[Begin Selection]

# Lights Out Fireworks



## treefork (Feb 1, 2010)

This shot consists of lighting a strike anywhere match which ignites a strobe light fire work .This was done in low light conditions after sundown . Done in one shot .


----------



## Charles (Aug 26, 2010)

Hey, TF .... Gotta love those night time lights!!! :thumbsup: :banana:

Cheers ... Charles


----------



## treefork (Feb 1, 2010)

Charles said:


> Hey, TF .... Gotta love those night time lights!!! :thumbsup: :banana:
> 
> Cheers ... Charles


Shooting a head of a match in low light conditions is very gratifying . I would explain how it's possible but people wouldn't believe it any way .


----------



## Can-Opener (May 11, 2013)

Light em up Marty  Simply amazing shooting


----------



## treefork (Feb 1, 2010)

[End Selection]
[Begin Stored data]

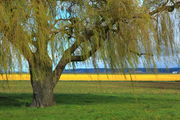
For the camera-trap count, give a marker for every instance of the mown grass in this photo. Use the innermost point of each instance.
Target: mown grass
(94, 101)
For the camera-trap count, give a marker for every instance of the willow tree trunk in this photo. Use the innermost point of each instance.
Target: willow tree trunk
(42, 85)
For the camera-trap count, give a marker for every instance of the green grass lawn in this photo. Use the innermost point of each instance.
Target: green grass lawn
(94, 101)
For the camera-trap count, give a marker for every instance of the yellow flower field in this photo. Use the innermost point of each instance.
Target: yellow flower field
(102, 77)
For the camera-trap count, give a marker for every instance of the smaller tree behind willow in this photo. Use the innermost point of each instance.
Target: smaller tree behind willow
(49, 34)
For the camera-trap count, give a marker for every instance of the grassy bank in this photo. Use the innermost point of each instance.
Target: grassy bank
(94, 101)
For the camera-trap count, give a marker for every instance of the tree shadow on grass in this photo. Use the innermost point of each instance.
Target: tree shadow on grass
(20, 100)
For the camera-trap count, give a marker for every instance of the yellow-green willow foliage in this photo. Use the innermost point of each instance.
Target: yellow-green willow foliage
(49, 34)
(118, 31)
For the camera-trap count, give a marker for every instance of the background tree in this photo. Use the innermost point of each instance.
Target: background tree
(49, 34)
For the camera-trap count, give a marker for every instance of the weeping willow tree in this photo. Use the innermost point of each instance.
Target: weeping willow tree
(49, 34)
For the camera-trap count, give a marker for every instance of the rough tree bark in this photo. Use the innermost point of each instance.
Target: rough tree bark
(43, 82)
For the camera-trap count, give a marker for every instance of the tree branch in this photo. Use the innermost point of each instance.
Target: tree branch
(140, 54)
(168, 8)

[End Stored data]
[Begin Stored data]

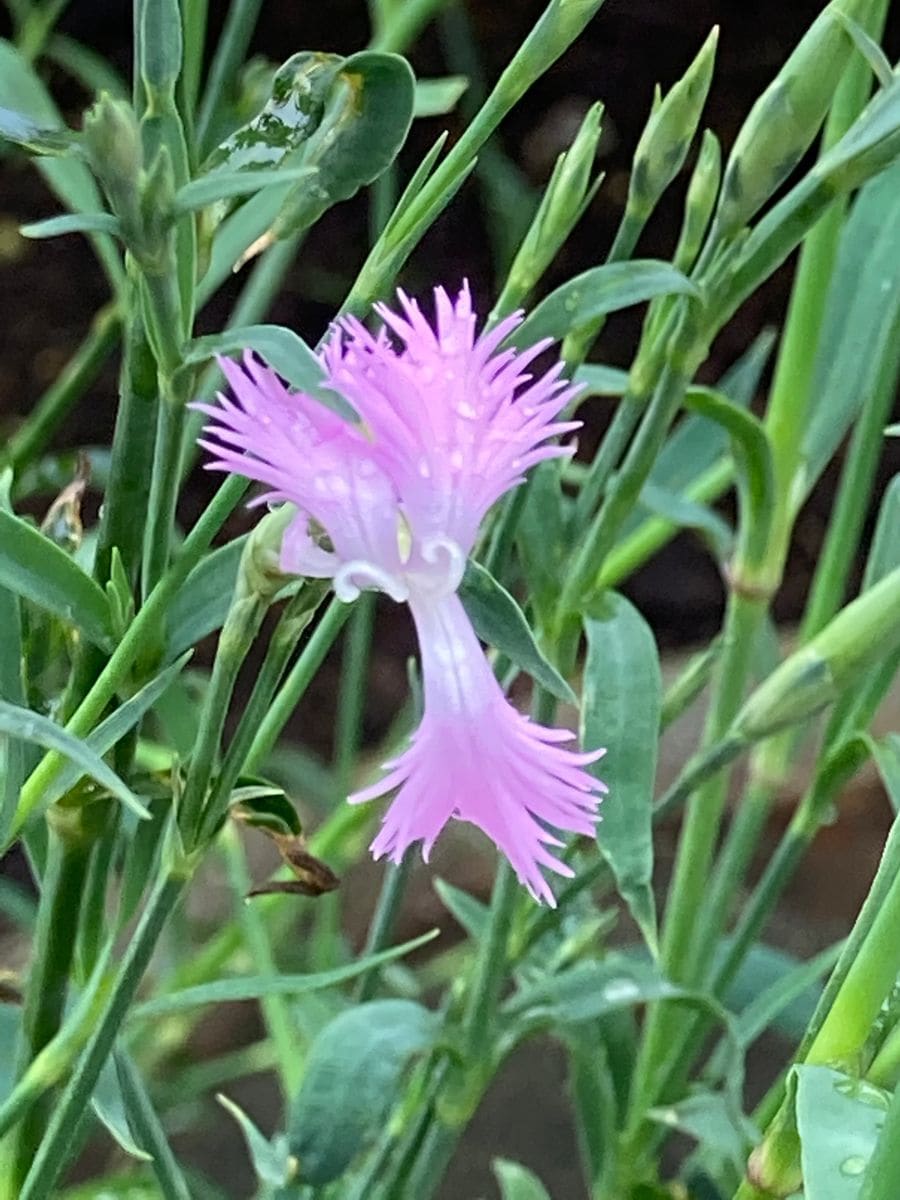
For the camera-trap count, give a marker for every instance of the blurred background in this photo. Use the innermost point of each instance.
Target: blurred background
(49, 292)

[End Stored data]
[Begin Stored data]

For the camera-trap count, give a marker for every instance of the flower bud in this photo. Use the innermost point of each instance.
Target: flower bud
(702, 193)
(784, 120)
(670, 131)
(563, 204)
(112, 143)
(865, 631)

[End Stored data]

■ Work to do ■
Can you continue the forum thread about the lights-out fireworks shot from where it stops? The records are separate material from the fireworks thread.

■ Task result ■
Can-Opener said:


> Light em up Marty  Simply amazing shooting


Thanks Randy !


----------



## Tag (Jun 11, 2014)

Wait until I show some of the guys this one!!!!!! Good shooting


----------



## Ibojoe (Mar 13, 2016)

Awesome shooting TF!


----------



## BAT (Feb 26, 2015)

treefork said:


> Charles said:
> 
> 
> > Hey, TF .... Gotta love those night time lights!!! :thumbsup: :banana:
> ...


I would like to belive!!

Amazing shot! and great light show.

Cheers!


----------



## Quercusuber (Nov 10, 2011)

That is just FANTASTIC!!!!! What an AMAZING shot!!

Now there's a thing to try: light up some fireworks with a slingshot!! Very cool!!

Sir, in the conditions you've made that shot, I would say you have some cat's eyes!!!! 

Awesome!!!!

Best regards ...Q


----------



## treefork (Feb 1, 2010)

Can-Opener said:


> Light em up Marty  Simply amazing shooting


Thanks for watching and the support Randy !


----------



## treefork (Feb 1, 2010)

BAT said:


> treefork said:
> 
> 
> > Charles said:
> ...


Thank you Bat !


----------



## treefork (Feb 1, 2010)

Quercusuber said:


> That is just FANTASTIC!!!!! What an AMAZING shot!!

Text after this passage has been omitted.